_Your tasks_.
A. In the article on undead comic book characters, which three characters teamed up to form the Nightstalkers?
B. Continue the article on undead comic book characters from where it stops.

_Article_.
?If we can say one thing for certain about comic writers, it’s that the normal rules of dying just don’t bother them. You die, you get resurrected, everyone dances, you go home. Everyone’s come back from the dead (except Uncle Ben) so many times it’s become a running gag. So laugh it up, chumps, you’re still gonna kick it eventually.
But there’s the group of heroes and villains who are just plain dead and they’re walking about like regular folks. That’s their schtick, they bit the dust and didn’t come back as perfectly good specimens of humanity. So to keep it straight when you run across one of these walking stiffs in the funny books, here’s a quick guide to some of the more notable good-looking corpses. Nit-pickers note: demons, angels, and spirits don’t count (sorry, Ghost Rider fans). Vampires, zombies, and ghosts do. Now come on in — this party is dead. In a good way.
15) I…Vampire (DC)
?Lord Andrew Bennett had the stylish vampire look going for him in the ’80s, doing everything a vampire does with style and grace. As far as undead go, he had nice threads and chicks a-plenty. The only baggage was the name his series got stuck with that follows him around to this day. No one calls him “Lord Andrew Bennett,” they say, “Oh cool, I…Vampire’s going to be back next issue.” It’s like your secret identity is “And the Sorcerer’s Stone.”
14) Hannibal King (Marvel)
?Van Wilder’s sexxxy character in Blade: Trinity was actually based on an existing comic vampire. His namesake was more private eye who ate people rather than mercenary who didn’t eat so many people, but creative license is what it is. In the comics, King teamed up with Blade and vampire hunter Frank Drake to form the Nightstalkers, a name that looks awesome carved into a desk.
13) The Spectre (DC)
?Yes, no demons, no angels, but the Spectre is a special case. He repossesses the dead and lives inside them until something bad happens and he explodes out of their bodies and tortures someone to death. He’s a good guy. So far we’ve seen the Spectre take over the corpses of policeman Jimmy Corrigan, pilot/Green Lantern Hal Jordan, and a second policeman, Crispus Allen. He’s got a thing for cops, we think.

_Recorded information_.
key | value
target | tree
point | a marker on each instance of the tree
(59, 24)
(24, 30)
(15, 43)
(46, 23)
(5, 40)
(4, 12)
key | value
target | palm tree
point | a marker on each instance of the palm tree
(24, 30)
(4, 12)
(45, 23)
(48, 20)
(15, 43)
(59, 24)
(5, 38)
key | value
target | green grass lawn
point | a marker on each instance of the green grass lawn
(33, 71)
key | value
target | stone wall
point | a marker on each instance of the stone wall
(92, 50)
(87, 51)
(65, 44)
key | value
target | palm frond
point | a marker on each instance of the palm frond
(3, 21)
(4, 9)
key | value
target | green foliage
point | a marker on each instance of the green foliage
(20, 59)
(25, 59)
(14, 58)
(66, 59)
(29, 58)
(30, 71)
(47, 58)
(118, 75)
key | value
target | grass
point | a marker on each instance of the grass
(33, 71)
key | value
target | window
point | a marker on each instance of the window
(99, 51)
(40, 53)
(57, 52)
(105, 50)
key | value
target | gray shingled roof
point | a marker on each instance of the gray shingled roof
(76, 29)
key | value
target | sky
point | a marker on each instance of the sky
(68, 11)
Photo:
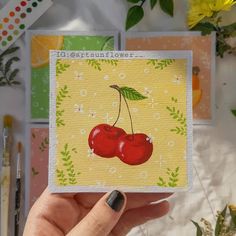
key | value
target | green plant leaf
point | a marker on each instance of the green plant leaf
(13, 74)
(233, 215)
(233, 112)
(131, 93)
(9, 63)
(230, 29)
(220, 221)
(9, 51)
(167, 6)
(15, 82)
(199, 230)
(205, 28)
(133, 1)
(153, 3)
(134, 15)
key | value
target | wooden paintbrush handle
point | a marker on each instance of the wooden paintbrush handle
(5, 195)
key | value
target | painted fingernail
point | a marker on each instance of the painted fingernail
(115, 200)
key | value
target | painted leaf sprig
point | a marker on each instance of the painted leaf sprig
(97, 63)
(44, 144)
(94, 63)
(177, 115)
(225, 223)
(62, 94)
(7, 75)
(61, 67)
(136, 12)
(67, 175)
(172, 178)
(131, 94)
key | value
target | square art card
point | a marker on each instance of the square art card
(124, 123)
(37, 175)
(203, 72)
(39, 44)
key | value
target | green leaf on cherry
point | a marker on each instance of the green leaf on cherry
(167, 6)
(135, 14)
(133, 1)
(153, 3)
(131, 93)
(233, 112)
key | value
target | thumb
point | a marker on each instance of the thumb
(103, 217)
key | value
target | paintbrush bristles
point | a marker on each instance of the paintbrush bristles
(19, 147)
(7, 121)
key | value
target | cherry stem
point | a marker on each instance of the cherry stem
(131, 122)
(118, 116)
(120, 94)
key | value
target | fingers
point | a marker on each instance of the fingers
(49, 212)
(134, 200)
(139, 216)
(102, 217)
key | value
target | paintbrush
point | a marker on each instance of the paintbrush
(5, 174)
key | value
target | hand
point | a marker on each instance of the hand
(84, 214)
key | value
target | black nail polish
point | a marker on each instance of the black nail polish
(115, 200)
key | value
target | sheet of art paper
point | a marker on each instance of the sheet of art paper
(38, 173)
(203, 48)
(40, 42)
(16, 16)
(125, 122)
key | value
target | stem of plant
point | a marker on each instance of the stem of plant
(118, 116)
(131, 122)
(143, 1)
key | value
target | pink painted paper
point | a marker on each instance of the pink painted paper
(202, 57)
(39, 162)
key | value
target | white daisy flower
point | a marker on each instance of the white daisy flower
(79, 108)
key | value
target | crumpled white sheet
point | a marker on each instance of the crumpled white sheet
(214, 154)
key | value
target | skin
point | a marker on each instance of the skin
(88, 214)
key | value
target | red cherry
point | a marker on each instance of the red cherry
(134, 149)
(103, 139)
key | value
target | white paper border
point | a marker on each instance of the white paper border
(124, 35)
(30, 33)
(27, 163)
(54, 55)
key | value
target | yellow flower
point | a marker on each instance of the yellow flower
(199, 9)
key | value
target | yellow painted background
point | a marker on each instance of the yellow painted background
(89, 89)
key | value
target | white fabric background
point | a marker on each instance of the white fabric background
(214, 153)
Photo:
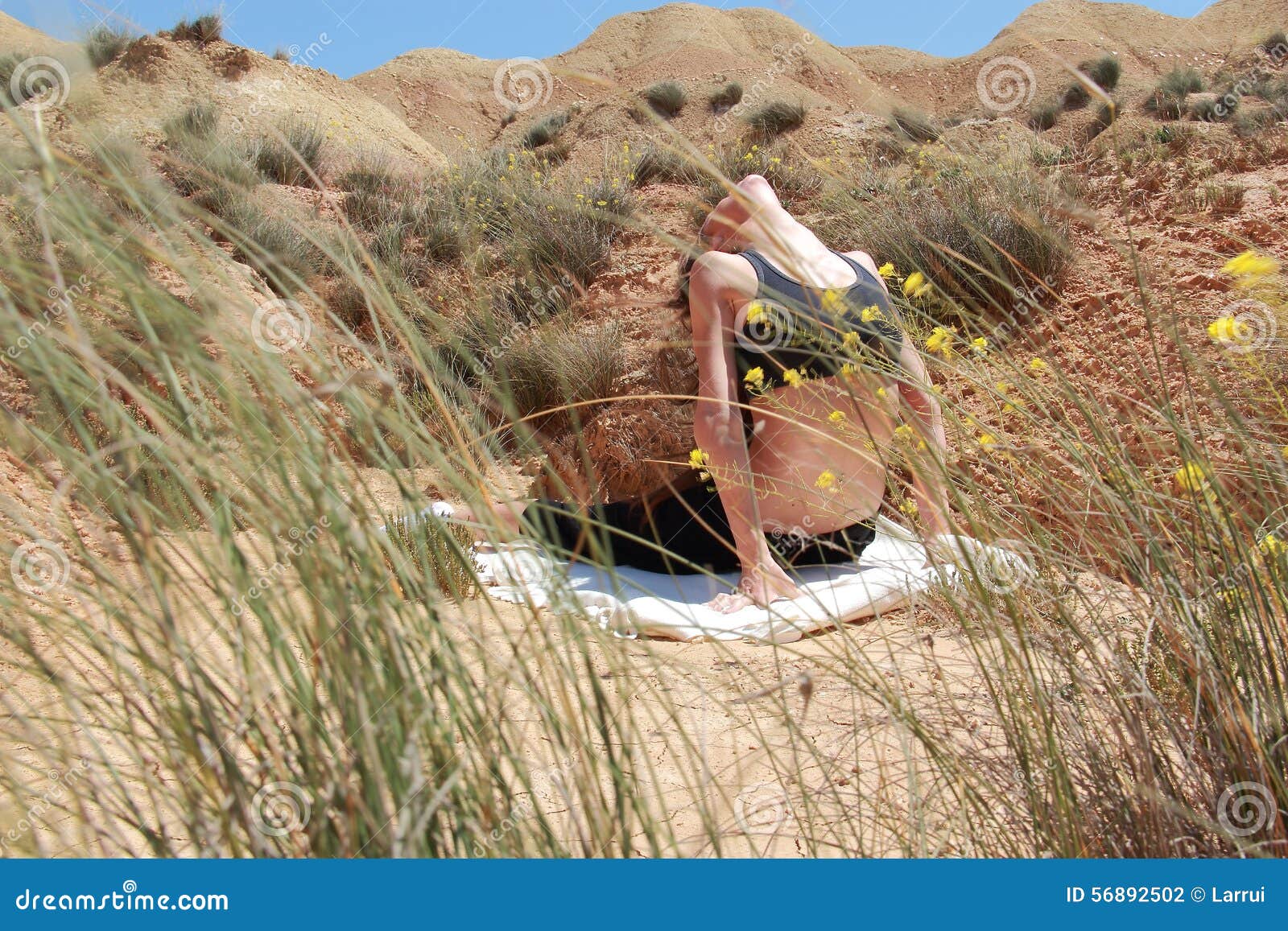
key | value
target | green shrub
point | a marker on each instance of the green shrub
(105, 44)
(1043, 116)
(914, 124)
(1104, 71)
(1167, 100)
(545, 130)
(667, 97)
(657, 164)
(976, 233)
(776, 117)
(1215, 109)
(725, 97)
(293, 156)
(1075, 97)
(1275, 45)
(201, 30)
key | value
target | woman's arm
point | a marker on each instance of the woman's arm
(921, 409)
(718, 424)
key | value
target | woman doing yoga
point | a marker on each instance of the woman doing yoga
(804, 379)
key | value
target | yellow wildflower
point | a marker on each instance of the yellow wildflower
(1228, 330)
(1191, 478)
(1249, 268)
(1272, 546)
(916, 286)
(940, 341)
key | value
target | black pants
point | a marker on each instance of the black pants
(680, 534)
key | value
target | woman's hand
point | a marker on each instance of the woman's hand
(760, 585)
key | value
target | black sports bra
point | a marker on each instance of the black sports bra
(792, 332)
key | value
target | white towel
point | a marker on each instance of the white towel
(635, 603)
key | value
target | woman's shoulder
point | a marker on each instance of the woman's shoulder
(724, 270)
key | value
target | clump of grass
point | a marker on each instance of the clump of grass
(914, 124)
(1215, 109)
(1105, 71)
(559, 364)
(1043, 116)
(774, 119)
(657, 164)
(201, 30)
(106, 43)
(545, 130)
(1167, 100)
(34, 87)
(1105, 117)
(294, 154)
(667, 97)
(1275, 45)
(438, 550)
(976, 231)
(564, 237)
(725, 97)
(197, 122)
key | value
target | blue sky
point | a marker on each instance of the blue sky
(364, 34)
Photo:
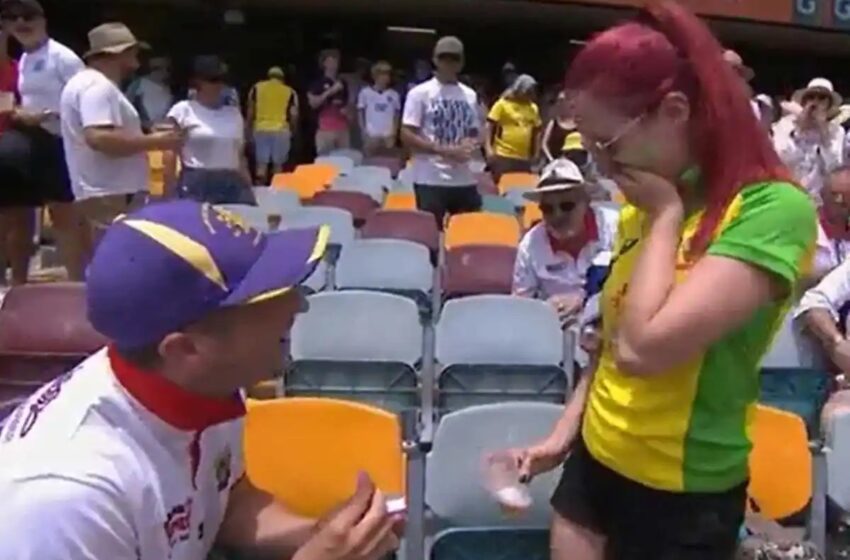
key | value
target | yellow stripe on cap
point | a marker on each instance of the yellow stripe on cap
(195, 254)
(318, 251)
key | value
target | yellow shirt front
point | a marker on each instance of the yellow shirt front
(515, 125)
(272, 99)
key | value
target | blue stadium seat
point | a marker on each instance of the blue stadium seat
(494, 348)
(358, 345)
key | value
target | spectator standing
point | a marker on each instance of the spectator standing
(557, 129)
(440, 125)
(151, 93)
(45, 68)
(273, 116)
(809, 143)
(105, 147)
(379, 107)
(513, 129)
(137, 453)
(213, 164)
(565, 258)
(328, 96)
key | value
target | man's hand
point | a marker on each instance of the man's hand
(361, 529)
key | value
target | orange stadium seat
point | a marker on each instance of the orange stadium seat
(779, 438)
(308, 452)
(482, 228)
(511, 181)
(400, 201)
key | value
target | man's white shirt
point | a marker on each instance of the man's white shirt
(90, 473)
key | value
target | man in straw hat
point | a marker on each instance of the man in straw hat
(809, 144)
(105, 147)
(137, 452)
(565, 258)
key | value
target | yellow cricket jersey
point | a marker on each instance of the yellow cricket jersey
(272, 106)
(515, 123)
(685, 430)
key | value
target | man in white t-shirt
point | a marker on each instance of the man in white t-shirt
(105, 147)
(136, 454)
(378, 106)
(441, 125)
(44, 69)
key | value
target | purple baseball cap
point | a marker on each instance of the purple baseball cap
(168, 265)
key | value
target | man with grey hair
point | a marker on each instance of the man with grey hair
(513, 129)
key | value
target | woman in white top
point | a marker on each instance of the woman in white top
(565, 258)
(213, 165)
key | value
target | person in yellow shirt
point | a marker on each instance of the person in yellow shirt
(272, 114)
(513, 129)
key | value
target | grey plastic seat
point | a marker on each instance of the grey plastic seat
(391, 265)
(454, 474)
(358, 345)
(343, 163)
(495, 348)
(355, 156)
(276, 201)
(253, 216)
(362, 184)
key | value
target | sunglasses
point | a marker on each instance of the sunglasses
(565, 207)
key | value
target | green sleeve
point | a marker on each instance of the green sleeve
(775, 229)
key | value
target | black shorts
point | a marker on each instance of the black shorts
(440, 200)
(642, 523)
(33, 171)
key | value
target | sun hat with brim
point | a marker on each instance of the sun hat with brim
(112, 38)
(818, 85)
(169, 265)
(559, 176)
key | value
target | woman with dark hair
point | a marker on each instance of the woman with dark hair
(710, 246)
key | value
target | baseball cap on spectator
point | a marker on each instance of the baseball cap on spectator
(448, 45)
(10, 8)
(559, 176)
(169, 265)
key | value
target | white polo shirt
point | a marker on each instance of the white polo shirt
(92, 100)
(42, 75)
(541, 272)
(111, 462)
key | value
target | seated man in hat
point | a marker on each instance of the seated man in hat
(565, 258)
(136, 454)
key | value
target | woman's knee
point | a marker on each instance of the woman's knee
(570, 541)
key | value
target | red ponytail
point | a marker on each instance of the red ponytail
(633, 65)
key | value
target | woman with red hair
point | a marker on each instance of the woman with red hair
(710, 246)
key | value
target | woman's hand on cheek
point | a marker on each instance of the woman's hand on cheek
(649, 192)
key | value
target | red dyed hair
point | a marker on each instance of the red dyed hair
(634, 65)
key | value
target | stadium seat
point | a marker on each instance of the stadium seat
(354, 155)
(357, 345)
(517, 181)
(254, 216)
(478, 269)
(497, 205)
(412, 225)
(276, 202)
(400, 201)
(394, 164)
(496, 348)
(44, 332)
(391, 265)
(308, 452)
(342, 163)
(482, 228)
(531, 215)
(455, 465)
(779, 438)
(360, 184)
(358, 204)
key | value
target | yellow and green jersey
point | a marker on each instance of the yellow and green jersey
(685, 430)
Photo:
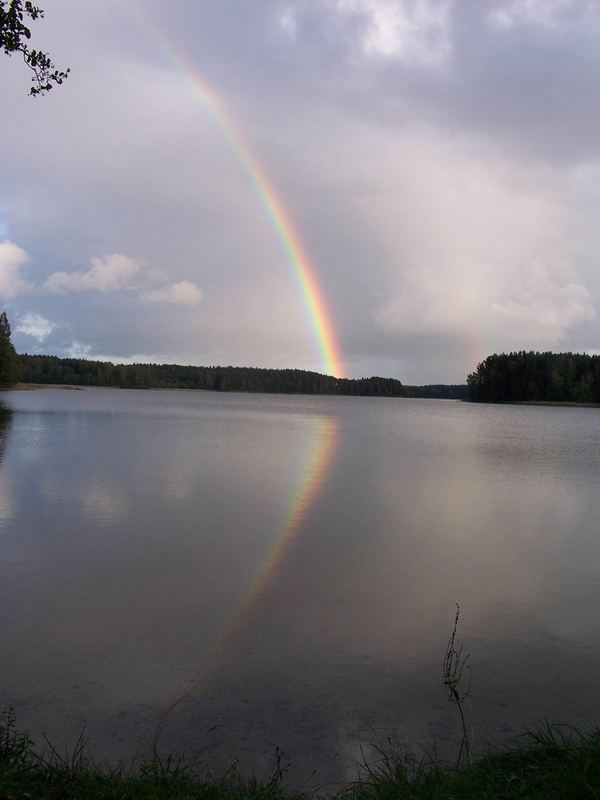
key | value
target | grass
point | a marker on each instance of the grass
(549, 763)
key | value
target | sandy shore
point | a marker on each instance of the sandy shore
(27, 387)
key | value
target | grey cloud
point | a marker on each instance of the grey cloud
(442, 177)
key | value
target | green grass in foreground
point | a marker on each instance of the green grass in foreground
(553, 763)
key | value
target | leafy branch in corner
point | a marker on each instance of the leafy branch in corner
(453, 669)
(15, 16)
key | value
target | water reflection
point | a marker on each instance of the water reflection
(6, 502)
(283, 570)
(320, 452)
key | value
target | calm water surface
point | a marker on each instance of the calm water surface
(255, 571)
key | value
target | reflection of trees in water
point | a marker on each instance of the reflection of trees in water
(5, 424)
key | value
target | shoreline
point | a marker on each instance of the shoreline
(31, 387)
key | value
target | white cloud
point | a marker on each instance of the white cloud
(117, 272)
(108, 274)
(545, 13)
(12, 258)
(410, 30)
(35, 325)
(288, 21)
(542, 311)
(183, 293)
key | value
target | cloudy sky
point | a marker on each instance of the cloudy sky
(439, 159)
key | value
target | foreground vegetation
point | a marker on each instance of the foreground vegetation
(552, 763)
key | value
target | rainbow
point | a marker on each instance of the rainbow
(317, 465)
(276, 212)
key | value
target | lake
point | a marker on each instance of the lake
(233, 573)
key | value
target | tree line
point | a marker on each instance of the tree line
(534, 376)
(45, 369)
(85, 372)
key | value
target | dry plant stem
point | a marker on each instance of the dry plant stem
(453, 669)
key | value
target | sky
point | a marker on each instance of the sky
(437, 160)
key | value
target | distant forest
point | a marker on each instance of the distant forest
(82, 372)
(532, 376)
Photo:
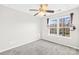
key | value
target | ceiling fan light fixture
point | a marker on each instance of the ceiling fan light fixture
(42, 13)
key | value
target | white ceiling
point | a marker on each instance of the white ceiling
(56, 7)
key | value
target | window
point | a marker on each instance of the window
(61, 24)
(64, 26)
(53, 26)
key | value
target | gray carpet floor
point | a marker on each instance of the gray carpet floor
(41, 47)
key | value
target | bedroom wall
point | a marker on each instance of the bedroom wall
(17, 28)
(73, 41)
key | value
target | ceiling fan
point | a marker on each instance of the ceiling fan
(43, 9)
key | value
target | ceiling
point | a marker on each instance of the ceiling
(56, 7)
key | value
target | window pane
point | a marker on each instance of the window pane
(64, 32)
(53, 30)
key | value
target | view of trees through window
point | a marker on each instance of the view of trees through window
(61, 24)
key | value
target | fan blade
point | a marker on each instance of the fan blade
(33, 10)
(36, 14)
(50, 11)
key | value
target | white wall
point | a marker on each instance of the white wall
(17, 28)
(73, 41)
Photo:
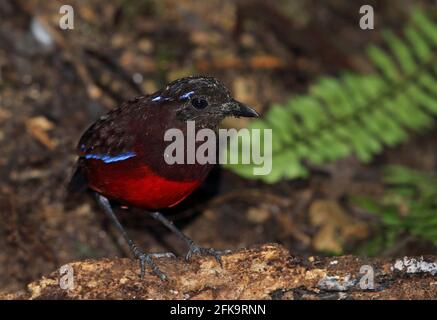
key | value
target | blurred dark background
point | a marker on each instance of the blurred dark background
(54, 83)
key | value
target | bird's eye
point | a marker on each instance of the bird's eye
(199, 103)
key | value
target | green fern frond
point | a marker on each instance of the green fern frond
(355, 113)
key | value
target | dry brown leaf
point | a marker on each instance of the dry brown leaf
(37, 127)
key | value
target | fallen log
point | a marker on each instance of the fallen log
(261, 272)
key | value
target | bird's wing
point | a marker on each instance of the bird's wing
(110, 138)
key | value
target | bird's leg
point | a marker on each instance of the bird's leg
(144, 258)
(193, 248)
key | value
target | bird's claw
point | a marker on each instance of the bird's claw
(146, 258)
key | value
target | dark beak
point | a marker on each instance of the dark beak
(237, 109)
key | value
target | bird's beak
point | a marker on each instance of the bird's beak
(238, 109)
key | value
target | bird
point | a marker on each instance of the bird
(121, 155)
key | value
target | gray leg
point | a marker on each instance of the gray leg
(192, 247)
(138, 254)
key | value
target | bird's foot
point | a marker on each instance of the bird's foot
(147, 258)
(195, 249)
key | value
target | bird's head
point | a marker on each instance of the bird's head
(203, 99)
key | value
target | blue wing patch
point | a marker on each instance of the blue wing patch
(109, 159)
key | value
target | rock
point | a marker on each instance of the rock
(262, 272)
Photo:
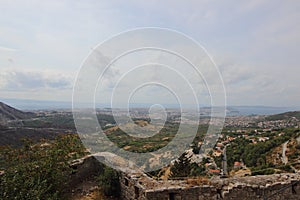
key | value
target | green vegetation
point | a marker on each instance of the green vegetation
(183, 167)
(38, 171)
(254, 155)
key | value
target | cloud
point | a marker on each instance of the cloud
(27, 80)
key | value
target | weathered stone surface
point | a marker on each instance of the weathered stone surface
(277, 187)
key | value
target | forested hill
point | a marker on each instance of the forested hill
(9, 113)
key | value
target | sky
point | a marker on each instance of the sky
(255, 44)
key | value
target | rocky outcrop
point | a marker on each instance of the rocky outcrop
(277, 187)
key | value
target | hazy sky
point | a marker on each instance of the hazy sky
(254, 43)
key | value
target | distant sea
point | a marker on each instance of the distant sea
(25, 104)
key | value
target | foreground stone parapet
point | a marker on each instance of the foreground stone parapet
(138, 186)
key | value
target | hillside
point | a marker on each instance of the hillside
(9, 113)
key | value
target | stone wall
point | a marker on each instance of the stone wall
(275, 187)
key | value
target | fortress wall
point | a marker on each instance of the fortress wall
(142, 188)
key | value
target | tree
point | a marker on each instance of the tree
(182, 167)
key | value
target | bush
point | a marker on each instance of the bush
(37, 171)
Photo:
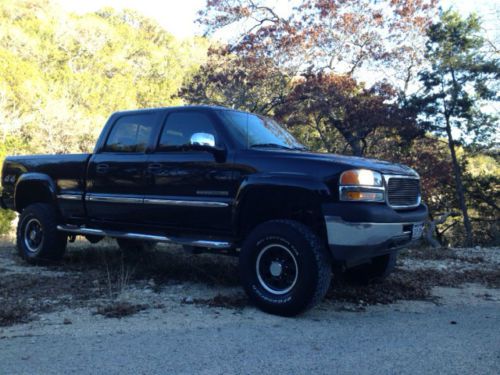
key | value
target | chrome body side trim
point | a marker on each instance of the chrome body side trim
(70, 197)
(118, 198)
(343, 233)
(186, 203)
(213, 244)
(110, 198)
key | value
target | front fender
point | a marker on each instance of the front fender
(287, 186)
(31, 181)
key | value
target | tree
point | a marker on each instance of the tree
(328, 35)
(251, 83)
(337, 104)
(457, 88)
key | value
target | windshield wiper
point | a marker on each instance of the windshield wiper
(272, 145)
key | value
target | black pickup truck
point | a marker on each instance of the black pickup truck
(226, 181)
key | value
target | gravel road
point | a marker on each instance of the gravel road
(457, 331)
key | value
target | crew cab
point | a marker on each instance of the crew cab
(227, 181)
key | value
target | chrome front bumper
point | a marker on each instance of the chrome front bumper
(343, 233)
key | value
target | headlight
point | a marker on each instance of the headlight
(361, 185)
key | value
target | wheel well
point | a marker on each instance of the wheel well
(32, 192)
(266, 204)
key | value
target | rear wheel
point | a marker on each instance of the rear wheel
(134, 246)
(284, 267)
(376, 271)
(38, 239)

_Written responses_.
A. Hannibal King, Blade, and vampire hunter Frank Drake.

B.
12) Kid Eternity (DC/Vertigo)
?Imagine that you’re out on a boat, getting molested by a sea captain, when a submarine sinks the boat and you die. But you don’t go to Heaven or Hell, you get special permission to come back to life with the ability to summon the dead. Sounds pretty neat, huh? Except for the molesting, of course. This is the story with Kid Eternity, a lad formerly trapped in Hell who’s now romping around with the Teen Titans. He looks pretty good for a dead boy, but make no mistake — he’s gone to the other side, and it had nothing to do with the molesting.
11) The Marvel Zombie Universe/Blackest Night folks (Marvel/DC)
?Let’s just lump them into one number, since they’re so numerous and so similar. All the crunch of your favorite superheroes and villains who don’t get soggy in milk. You name ’em, they’ve popped up with a zombie grin on their face in some issue, demanding brains (if they’re Marvel Zombies) or hearts (if they’re Black Lanterns). Eventually some geek will get wise and have the two universes crossover in their slobbery, rotting fan-fic, and God help us, we might feature it on Topless Robot.
10) Cassidy (Vertigo)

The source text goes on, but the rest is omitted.